**AUSGELESENER TEXT**
* * * *

Ukraine / Kiew weist „Kompliment“ nach Bericht zu Nord-Stream-Sprengung zurück
Monate nach der Sprengung der Ostseepipelines ist ein verdächtiges Schiff aufgetaucht. Spekuliert wird über eine angebliche Spur in die Ukraine, doch Kiew dementiert heftig. Moskau sieht derweil seine Anschuldigungen gegen den Westen bestätigt.
Die Ermittler geben sich schmallippig. Nach Medienberichten, den Anschlag auf die Gasleitungen Nord Stream 1 und Nord Stream 2 in der Ostsee könnte eine pro-ukrainische Gruppe verübt haben, teilte die Bundesanwaltschaft lediglich mit, ein verdächtiges Schiff sei durchsucht worden. Es bestehe der Verdacht, dass es zum Transport von Sprengsätzen verwendet worden sein könnte, die am 26. September 2022 an den Pipelines explodiert waren, teilte eine Sprecherin der Karlsruher Behörde am Mittwoch auf Anfrage mit.

* * * *

**AUSZÜGE**
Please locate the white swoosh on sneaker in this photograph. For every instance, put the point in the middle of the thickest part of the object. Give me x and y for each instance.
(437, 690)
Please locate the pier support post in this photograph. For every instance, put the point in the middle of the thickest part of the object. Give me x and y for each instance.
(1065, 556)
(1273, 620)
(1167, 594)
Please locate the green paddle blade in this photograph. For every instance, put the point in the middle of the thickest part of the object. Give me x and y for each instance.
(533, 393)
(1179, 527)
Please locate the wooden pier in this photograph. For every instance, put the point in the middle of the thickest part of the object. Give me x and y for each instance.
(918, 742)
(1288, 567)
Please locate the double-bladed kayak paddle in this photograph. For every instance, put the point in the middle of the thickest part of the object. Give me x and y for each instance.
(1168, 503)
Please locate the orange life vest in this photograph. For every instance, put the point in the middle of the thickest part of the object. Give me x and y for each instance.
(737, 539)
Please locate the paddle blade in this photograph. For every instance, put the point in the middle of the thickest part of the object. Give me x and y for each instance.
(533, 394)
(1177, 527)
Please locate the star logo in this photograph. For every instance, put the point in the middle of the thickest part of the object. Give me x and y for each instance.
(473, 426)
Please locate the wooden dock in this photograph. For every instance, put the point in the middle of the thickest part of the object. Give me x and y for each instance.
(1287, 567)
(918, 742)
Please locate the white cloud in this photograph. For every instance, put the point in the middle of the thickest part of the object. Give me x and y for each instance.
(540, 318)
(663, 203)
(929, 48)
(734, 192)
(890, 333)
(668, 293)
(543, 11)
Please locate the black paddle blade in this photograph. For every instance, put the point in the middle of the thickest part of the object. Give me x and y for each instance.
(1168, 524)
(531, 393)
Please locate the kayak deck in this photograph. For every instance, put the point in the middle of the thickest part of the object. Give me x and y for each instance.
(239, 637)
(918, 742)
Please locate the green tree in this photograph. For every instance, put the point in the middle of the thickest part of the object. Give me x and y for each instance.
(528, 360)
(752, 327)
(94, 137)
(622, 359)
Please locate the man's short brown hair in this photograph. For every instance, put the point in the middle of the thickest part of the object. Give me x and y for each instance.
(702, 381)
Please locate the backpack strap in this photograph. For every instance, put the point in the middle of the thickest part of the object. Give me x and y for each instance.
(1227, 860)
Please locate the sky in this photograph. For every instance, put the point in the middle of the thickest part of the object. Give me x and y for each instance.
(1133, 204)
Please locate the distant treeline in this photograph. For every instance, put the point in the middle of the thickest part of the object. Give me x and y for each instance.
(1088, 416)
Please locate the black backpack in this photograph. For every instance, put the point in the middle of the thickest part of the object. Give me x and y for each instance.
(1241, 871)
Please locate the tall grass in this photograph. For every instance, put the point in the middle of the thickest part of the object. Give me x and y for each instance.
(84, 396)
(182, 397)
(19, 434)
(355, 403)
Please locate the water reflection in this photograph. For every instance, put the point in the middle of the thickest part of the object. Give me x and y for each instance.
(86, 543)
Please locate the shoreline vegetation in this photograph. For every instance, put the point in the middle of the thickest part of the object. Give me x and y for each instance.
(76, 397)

* * * *

**ZU ERLEDIGEN**
1. Wann explodierten laut dem Text über die Nord-Stream-Sprengung die Sprengsätze an den Pipelines?
2. Welche Länder-, Städte- und Gewässernamen kommen im Text über die Nord-Stream-Sprengung vor? Zähle alle auf.
3. Führe den Text über die Nord-Stream-Sprengung nach seinem letzten Satz fort.

**LÖSUNGEN**
1. Am 26. September 2022.

2. Ukraine, Kiew, Moskau, Ostsee, Karlsruhe (in „Karlsruher Behörde“)

3.
Die Auswertung der sichergestellten Spuren und Gegenstände dauere an. „Die Identität der Täter und deren Tatmotive sind Gegenstand der laufenden Ermittlungen“, hieß es weiter. „Belastbare Aussagen hierzu, insbesondere zur Frage einer staatlichen Steuerung, können derzeit nicht getroffen werden.“ Die auf dem Ostseeboden von Russland nach Deutschland führenden Stränge von Nord Stream waren im Herbst leckgeschlagen. Schnell stellte sich heraus, dass die Detonation durch einen Sabotageakt hervorgerufen wurde. Doch wer dahinter steckt, ist bis heute offen.
Putin beschuldigte Amerikaner und Briten
Eilig machten sich daher beide Seiten dafür verantwortlich. Kremlchef Wladimir Putin, der im Februar 2022 den Angriffskrieg gegen die Ukraine begonnen hatte, beschuldigte Amerikaner und Briten, den Anschlag verübt zu haben, um Russland zu schaden. Im Westen wiederum wurde eine Aktion unter falscher Flagge vermutet, auch weil Russland zu dem Zeitpunkt schon kein Gas mehr durch die Ostsee nach Europa lieferte.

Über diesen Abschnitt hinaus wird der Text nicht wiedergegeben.